• [What needs to be done] Rescale the material from the line containing "Target: concrete overpass bridge" through the end of the material, both ends included: reproduce every line, requests included, with each point coordinate multiplied by 0.95 and rounded to the nearest whole number, halves rounded up. Return only that stretch, leaving any numbers within the requests unchanged.

• [Supplied information]
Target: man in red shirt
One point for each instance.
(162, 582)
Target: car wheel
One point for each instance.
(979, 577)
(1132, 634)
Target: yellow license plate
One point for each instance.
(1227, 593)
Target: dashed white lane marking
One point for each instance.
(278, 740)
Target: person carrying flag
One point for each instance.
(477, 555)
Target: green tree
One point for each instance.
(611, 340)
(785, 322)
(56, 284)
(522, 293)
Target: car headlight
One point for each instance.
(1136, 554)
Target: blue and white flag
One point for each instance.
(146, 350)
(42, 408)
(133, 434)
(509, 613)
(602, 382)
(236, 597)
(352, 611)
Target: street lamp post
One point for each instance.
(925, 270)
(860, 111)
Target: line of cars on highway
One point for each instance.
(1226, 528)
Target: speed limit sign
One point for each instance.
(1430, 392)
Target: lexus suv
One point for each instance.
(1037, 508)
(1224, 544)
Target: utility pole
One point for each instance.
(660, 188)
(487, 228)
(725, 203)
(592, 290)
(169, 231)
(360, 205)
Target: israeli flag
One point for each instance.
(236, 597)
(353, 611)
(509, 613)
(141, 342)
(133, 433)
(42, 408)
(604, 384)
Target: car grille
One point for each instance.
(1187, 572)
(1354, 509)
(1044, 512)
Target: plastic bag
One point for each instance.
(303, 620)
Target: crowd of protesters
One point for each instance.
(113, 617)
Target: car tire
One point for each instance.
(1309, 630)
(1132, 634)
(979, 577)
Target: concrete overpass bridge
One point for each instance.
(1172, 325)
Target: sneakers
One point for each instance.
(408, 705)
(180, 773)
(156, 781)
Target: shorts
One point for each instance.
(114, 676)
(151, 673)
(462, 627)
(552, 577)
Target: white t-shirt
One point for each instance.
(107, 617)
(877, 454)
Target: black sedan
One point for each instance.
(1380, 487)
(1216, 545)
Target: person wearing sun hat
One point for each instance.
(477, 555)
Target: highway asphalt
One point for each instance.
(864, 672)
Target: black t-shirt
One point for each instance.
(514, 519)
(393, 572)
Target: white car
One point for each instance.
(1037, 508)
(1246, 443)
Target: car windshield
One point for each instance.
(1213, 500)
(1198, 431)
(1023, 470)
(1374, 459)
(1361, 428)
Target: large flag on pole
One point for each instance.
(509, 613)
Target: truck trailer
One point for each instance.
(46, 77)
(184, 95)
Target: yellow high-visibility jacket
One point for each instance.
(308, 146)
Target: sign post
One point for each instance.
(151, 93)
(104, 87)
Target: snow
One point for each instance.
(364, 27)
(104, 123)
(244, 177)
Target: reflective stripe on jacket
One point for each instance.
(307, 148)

• [Output]
Target: concrete overpass bridge
One point for each instance.
(1113, 309)
Target: sneakers
One point for each instance.
(388, 670)
(171, 734)
(148, 742)
Target: shorts
One point for each instance.
(108, 642)
(143, 639)
(439, 596)
(524, 548)
Target: white t-shirt
One point for each instance.
(102, 586)
(833, 431)
Target: black sedan
One point for each instance.
(1311, 463)
(1155, 518)
Target: person wearing sun hat
One point for each instance.
(453, 527)
Target: highway asphalt
One point for each instance.
(821, 638)
Target: black t-shirt
One point for each instance.
(488, 493)
(373, 543)
Target: white car
One point for each instance.
(985, 483)
(1184, 421)
Target: car windshield
One point for each instance.
(1152, 475)
(1138, 409)
(972, 447)
(1305, 436)
(1293, 407)
Target: large flag on pole
One point for each instance.
(484, 582)
Target: truck trailer
One point for each instance.
(44, 73)
(175, 90)
Target: yellow high-visibility jacket
One point for each instance.
(293, 139)
Target: sign post
One point for each instance.
(143, 88)
(99, 83)
Target: snow
One point for each instance.
(346, 26)
(99, 117)
(232, 168)
Target: reflective stripe on jacket
One point for each instance.
(292, 141)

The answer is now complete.